- **What you need to do**: Every record must be reproduced exactly. Leave none out.

(Dataset records)
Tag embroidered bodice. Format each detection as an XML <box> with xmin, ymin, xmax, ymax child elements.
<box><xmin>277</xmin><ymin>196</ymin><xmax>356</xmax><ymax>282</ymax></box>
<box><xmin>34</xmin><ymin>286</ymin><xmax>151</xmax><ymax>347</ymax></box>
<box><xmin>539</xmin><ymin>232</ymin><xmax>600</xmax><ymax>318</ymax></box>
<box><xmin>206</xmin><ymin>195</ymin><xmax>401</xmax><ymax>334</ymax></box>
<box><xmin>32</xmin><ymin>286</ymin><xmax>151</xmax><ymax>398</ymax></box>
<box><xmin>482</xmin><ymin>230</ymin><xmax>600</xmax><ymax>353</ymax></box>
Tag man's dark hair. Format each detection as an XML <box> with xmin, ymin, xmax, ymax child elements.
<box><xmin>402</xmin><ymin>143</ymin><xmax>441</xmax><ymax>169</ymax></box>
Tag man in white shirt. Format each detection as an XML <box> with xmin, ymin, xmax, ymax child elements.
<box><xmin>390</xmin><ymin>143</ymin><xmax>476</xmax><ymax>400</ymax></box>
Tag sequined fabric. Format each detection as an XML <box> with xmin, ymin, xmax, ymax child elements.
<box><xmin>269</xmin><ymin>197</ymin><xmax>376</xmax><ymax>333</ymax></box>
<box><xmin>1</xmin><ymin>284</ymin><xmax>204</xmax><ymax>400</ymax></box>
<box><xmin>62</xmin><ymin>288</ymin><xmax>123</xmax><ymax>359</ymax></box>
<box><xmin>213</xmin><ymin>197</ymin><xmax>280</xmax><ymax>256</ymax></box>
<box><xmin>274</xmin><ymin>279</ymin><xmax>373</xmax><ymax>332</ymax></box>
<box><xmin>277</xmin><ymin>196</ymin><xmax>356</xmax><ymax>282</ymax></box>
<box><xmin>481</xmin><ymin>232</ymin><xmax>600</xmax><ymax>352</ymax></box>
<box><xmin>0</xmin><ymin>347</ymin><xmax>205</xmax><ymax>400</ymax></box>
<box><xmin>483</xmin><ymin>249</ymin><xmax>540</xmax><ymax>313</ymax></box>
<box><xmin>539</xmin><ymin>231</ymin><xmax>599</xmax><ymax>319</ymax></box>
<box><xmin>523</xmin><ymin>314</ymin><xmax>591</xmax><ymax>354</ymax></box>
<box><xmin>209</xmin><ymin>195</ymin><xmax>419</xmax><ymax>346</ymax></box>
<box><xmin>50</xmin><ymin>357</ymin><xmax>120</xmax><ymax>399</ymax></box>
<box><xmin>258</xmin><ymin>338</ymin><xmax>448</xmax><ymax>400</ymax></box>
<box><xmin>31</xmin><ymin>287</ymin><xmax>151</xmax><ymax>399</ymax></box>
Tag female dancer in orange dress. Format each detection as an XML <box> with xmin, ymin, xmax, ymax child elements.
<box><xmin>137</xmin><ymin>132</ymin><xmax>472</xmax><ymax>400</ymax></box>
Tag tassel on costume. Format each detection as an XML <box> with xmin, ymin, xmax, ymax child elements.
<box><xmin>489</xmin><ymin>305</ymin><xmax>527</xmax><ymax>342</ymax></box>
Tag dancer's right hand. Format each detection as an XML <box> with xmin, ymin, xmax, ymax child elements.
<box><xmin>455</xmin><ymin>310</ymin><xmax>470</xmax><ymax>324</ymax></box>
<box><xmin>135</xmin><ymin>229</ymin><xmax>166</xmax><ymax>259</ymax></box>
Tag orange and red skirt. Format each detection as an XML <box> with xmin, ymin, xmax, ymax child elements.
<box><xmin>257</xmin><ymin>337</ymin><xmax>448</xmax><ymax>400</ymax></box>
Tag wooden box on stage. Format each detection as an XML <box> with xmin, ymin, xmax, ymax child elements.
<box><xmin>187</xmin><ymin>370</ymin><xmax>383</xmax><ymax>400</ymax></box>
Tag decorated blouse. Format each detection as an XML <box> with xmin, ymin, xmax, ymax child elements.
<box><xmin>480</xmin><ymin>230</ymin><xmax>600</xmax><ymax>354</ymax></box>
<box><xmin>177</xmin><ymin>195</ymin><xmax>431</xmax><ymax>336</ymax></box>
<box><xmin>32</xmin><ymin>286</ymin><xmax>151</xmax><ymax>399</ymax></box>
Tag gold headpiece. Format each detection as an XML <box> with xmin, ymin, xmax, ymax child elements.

- **Answer for this exercise**:
Tag embroidered bodice. Format each detection as an XML <box> with xmin, ymin, xmax, ymax child elements.
<box><xmin>277</xmin><ymin>196</ymin><xmax>356</xmax><ymax>282</ymax></box>
<box><xmin>34</xmin><ymin>286</ymin><xmax>151</xmax><ymax>347</ymax></box>
<box><xmin>539</xmin><ymin>232</ymin><xmax>600</xmax><ymax>318</ymax></box>
<box><xmin>206</xmin><ymin>195</ymin><xmax>401</xmax><ymax>334</ymax></box>
<box><xmin>32</xmin><ymin>286</ymin><xmax>151</xmax><ymax>398</ymax></box>
<box><xmin>482</xmin><ymin>230</ymin><xmax>600</xmax><ymax>353</ymax></box>
Tag man's dark hair. Format each detection as an XML <box> with xmin, ymin, xmax, ymax child elements.
<box><xmin>402</xmin><ymin>143</ymin><xmax>441</xmax><ymax>169</ymax></box>
Tag man in white shirt. Format each detection as an XML <box> with xmin, ymin, xmax, ymax child elements.
<box><xmin>390</xmin><ymin>143</ymin><xmax>476</xmax><ymax>400</ymax></box>
Tag sequined fabric. Format each detection as an XML <box> with xmin, ymin, xmax, ymax child elements.
<box><xmin>269</xmin><ymin>197</ymin><xmax>376</xmax><ymax>333</ymax></box>
<box><xmin>1</xmin><ymin>284</ymin><xmax>204</xmax><ymax>400</ymax></box>
<box><xmin>62</xmin><ymin>288</ymin><xmax>123</xmax><ymax>359</ymax></box>
<box><xmin>213</xmin><ymin>197</ymin><xmax>280</xmax><ymax>256</ymax></box>
<box><xmin>274</xmin><ymin>279</ymin><xmax>373</xmax><ymax>332</ymax></box>
<box><xmin>277</xmin><ymin>196</ymin><xmax>356</xmax><ymax>282</ymax></box>
<box><xmin>481</xmin><ymin>232</ymin><xmax>600</xmax><ymax>352</ymax></box>
<box><xmin>0</xmin><ymin>347</ymin><xmax>205</xmax><ymax>400</ymax></box>
<box><xmin>483</xmin><ymin>249</ymin><xmax>540</xmax><ymax>313</ymax></box>
<box><xmin>539</xmin><ymin>231</ymin><xmax>599</xmax><ymax>319</ymax></box>
<box><xmin>523</xmin><ymin>314</ymin><xmax>591</xmax><ymax>354</ymax></box>
<box><xmin>209</xmin><ymin>195</ymin><xmax>419</xmax><ymax>346</ymax></box>
<box><xmin>50</xmin><ymin>357</ymin><xmax>120</xmax><ymax>399</ymax></box>
<box><xmin>258</xmin><ymin>338</ymin><xmax>448</xmax><ymax>400</ymax></box>
<box><xmin>31</xmin><ymin>287</ymin><xmax>151</xmax><ymax>399</ymax></box>
Tag female dancer in orange dress. Format each detection as an XML <box> with xmin, ymin, xmax, ymax child elements.
<box><xmin>137</xmin><ymin>132</ymin><xmax>472</xmax><ymax>400</ymax></box>
Tag tassel on costume. Format each detection as an XML <box> with xmin, ymin, xmax, ymax child elements.
<box><xmin>489</xmin><ymin>305</ymin><xmax>527</xmax><ymax>342</ymax></box>
Tag dancer's right hand. Format each detection as an XML <box> with xmin, ymin, xmax, ymax child elements.
<box><xmin>455</xmin><ymin>310</ymin><xmax>470</xmax><ymax>324</ymax></box>
<box><xmin>135</xmin><ymin>229</ymin><xmax>166</xmax><ymax>259</ymax></box>
Tag orange and red skirt. Format each detection as an XML <box> with xmin, ymin, xmax, ymax child elements.
<box><xmin>257</xmin><ymin>337</ymin><xmax>448</xmax><ymax>400</ymax></box>
Tag wooden box on stage. Format each detection as an XML <box> with xmin, ymin, xmax, ymax child elements.
<box><xmin>187</xmin><ymin>370</ymin><xmax>383</xmax><ymax>400</ymax></box>
Tag decorated blouse. Format each detection as an XML <box> with xmin, ymin, xmax, ymax child elements.
<box><xmin>480</xmin><ymin>230</ymin><xmax>600</xmax><ymax>354</ymax></box>
<box><xmin>177</xmin><ymin>195</ymin><xmax>431</xmax><ymax>336</ymax></box>
<box><xmin>32</xmin><ymin>286</ymin><xmax>151</xmax><ymax>399</ymax></box>
Tag gold headpiece. Format each detection as an XML <box> with xmin, ymin, xmax, ymax child elements.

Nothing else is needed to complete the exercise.